Stated exercise:
Reproduce all of the items below word for word, leaving out the pictures.
## START Raw records
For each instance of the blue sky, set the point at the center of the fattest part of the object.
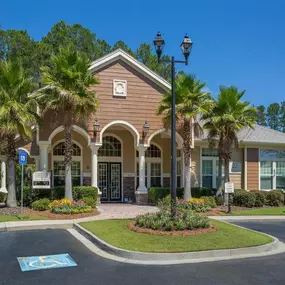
(238, 42)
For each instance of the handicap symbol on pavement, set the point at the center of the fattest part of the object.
(46, 262)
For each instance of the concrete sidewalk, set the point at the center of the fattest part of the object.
(107, 212)
(247, 218)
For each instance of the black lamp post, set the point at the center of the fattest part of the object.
(186, 46)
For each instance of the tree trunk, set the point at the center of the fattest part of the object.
(187, 158)
(68, 161)
(11, 183)
(227, 174)
(220, 173)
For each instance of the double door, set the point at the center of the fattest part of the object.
(109, 181)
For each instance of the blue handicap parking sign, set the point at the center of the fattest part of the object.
(22, 157)
(46, 262)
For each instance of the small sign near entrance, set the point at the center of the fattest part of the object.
(22, 157)
(229, 187)
(41, 180)
(46, 262)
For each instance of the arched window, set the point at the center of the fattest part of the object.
(152, 151)
(59, 149)
(111, 147)
(59, 165)
(153, 167)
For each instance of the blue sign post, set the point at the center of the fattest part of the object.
(22, 161)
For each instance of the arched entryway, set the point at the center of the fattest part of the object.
(110, 161)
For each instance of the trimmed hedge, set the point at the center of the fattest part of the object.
(257, 198)
(275, 198)
(41, 205)
(57, 193)
(157, 193)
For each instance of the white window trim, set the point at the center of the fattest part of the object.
(115, 159)
(148, 161)
(274, 172)
(61, 158)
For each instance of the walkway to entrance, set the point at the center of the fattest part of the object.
(120, 211)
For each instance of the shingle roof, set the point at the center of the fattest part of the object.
(259, 134)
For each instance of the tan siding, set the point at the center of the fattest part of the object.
(252, 169)
(143, 97)
(164, 143)
(195, 167)
(238, 178)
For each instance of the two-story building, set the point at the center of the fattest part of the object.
(124, 149)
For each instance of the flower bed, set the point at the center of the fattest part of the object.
(194, 204)
(66, 206)
(163, 221)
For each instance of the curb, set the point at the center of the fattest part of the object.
(199, 256)
(248, 218)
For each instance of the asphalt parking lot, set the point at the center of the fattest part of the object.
(93, 269)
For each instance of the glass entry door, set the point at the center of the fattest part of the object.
(109, 181)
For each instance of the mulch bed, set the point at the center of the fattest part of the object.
(194, 232)
(53, 216)
(50, 216)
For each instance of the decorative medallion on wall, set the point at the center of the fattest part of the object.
(120, 88)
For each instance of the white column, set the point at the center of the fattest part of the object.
(94, 166)
(43, 155)
(142, 187)
(3, 177)
(37, 160)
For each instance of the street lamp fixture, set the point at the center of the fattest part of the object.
(145, 128)
(159, 44)
(96, 127)
(186, 47)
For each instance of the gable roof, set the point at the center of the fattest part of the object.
(257, 135)
(133, 62)
(262, 135)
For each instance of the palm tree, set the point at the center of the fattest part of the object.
(67, 91)
(228, 116)
(191, 102)
(17, 116)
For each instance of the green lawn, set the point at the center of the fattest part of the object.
(116, 232)
(20, 218)
(261, 211)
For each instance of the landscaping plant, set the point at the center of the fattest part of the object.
(163, 221)
(41, 205)
(66, 206)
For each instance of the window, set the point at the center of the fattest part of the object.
(210, 168)
(155, 174)
(59, 173)
(153, 167)
(272, 169)
(178, 174)
(207, 173)
(111, 147)
(59, 149)
(59, 165)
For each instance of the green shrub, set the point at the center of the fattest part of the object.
(197, 192)
(163, 221)
(89, 201)
(65, 206)
(275, 198)
(41, 205)
(260, 198)
(209, 201)
(79, 192)
(157, 193)
(244, 199)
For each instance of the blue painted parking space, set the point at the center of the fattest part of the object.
(46, 262)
## END Raw records
Expected answer:
For each instance of the blue sky, set the point at the center of the fattest part of the object.
(238, 42)
For each instance of the handicap symbol on pavement, set the point at the center of the fattest part of the object.
(46, 262)
For each instance of the concrete sidewalk, set the point at the center of the fattest part of the object.
(107, 212)
(247, 218)
For each instance of the black lamp post, set the point at the center of the fattest part of the object.
(186, 46)
For each instance of the tree trunk, set the point at the center of the fattest part of the object.
(187, 158)
(68, 161)
(11, 183)
(227, 174)
(220, 173)
For each instance of the double door, set the point at the center of the fattest part of the object.
(109, 181)
For each instance of the blue handicap parking sign, set the point at the center of the fattest part of the object.
(22, 157)
(46, 262)
For each instance of the small sign near entrance, set the point at the center of the fattest part of the object.
(22, 157)
(229, 187)
(41, 180)
(46, 262)
For each instance of the arched window, set the point at the center of the fattest part of the object.
(152, 151)
(59, 149)
(111, 147)
(59, 165)
(153, 167)
For each instance of the blue sign post, set the point at the center of the fattest part of the object.
(22, 161)
For each instance of the arched entryway, set the point at the center of the fattest part of the object.
(110, 161)
For each instance of the trimmed hedge, set the point at the center of the fattest part of the object.
(257, 198)
(275, 198)
(41, 205)
(57, 193)
(157, 193)
For each instance of the white window trim, set the point at the center of the fattest part of the object.
(115, 159)
(148, 161)
(274, 172)
(61, 158)
For each instance of the walkway to entrance, set the point at the center of the fattest part of the object.
(120, 211)
For each instance of the shingle roof, set the point at the center of the fattest part of the object.
(259, 134)
For each instance of the tan siding, set the point at the center of the fattest part of the object.
(252, 169)
(143, 97)
(164, 143)
(195, 167)
(238, 178)
For each instance of the two-story building, set the point at the center of the fattest part of the object.
(124, 149)
For each instance of the flower bed, set the point at the center of the fattest part of the object.
(194, 204)
(66, 206)
(163, 221)
For each instance of the curb, set the point at the center of the fattest part of the object.
(199, 256)
(248, 218)
For each instance of the asphalt parking lot, set the point at the center of the fattest part of the object.
(93, 269)
For each instance of the glass entry door, set the point at the center of the fattest part of the object.
(109, 181)
For each instance of the mulch bed, set the point at the center of the fattest part of the object.
(194, 232)
(53, 216)
(50, 216)
For each instance of the decorative medallion on wall, set the point at the center of the fattest part of the object.
(120, 88)
For each instance of the white column, set the point at the center of the fattest part of the object.
(94, 166)
(43, 155)
(142, 187)
(3, 177)
(37, 160)
For each instance of the street lamp fixture, set the point at the center of the fattest part of the object.
(145, 128)
(159, 44)
(96, 127)
(186, 47)
For each instance of the gable roof, set the point at the center of the fattest part of the object.
(257, 135)
(133, 62)
(262, 135)
For each instance of the palm tree, set the point at the center of the fattest part of the object.
(67, 91)
(228, 116)
(191, 102)
(17, 116)
For each instance of the green lawn, set the point at the center of the fattest part of the object.
(116, 232)
(20, 218)
(261, 211)
For each instance of the landscaping plant, set the point at the center of the fattest part of the object.
(163, 221)
(41, 205)
(66, 206)
For each instance of the window, set the point at the center of the fattest part of the object.
(210, 168)
(155, 174)
(59, 173)
(153, 167)
(272, 169)
(178, 174)
(207, 173)
(111, 147)
(59, 149)
(59, 165)
For each instance of the green shrub, set the point at the center of the fattest part of the object.
(197, 192)
(163, 221)
(89, 201)
(65, 206)
(275, 198)
(41, 205)
(260, 198)
(209, 201)
(79, 192)
(157, 193)
(244, 199)
For each instance of the blue painted parking space, set the point at the center of the fattest part of the object.
(46, 262)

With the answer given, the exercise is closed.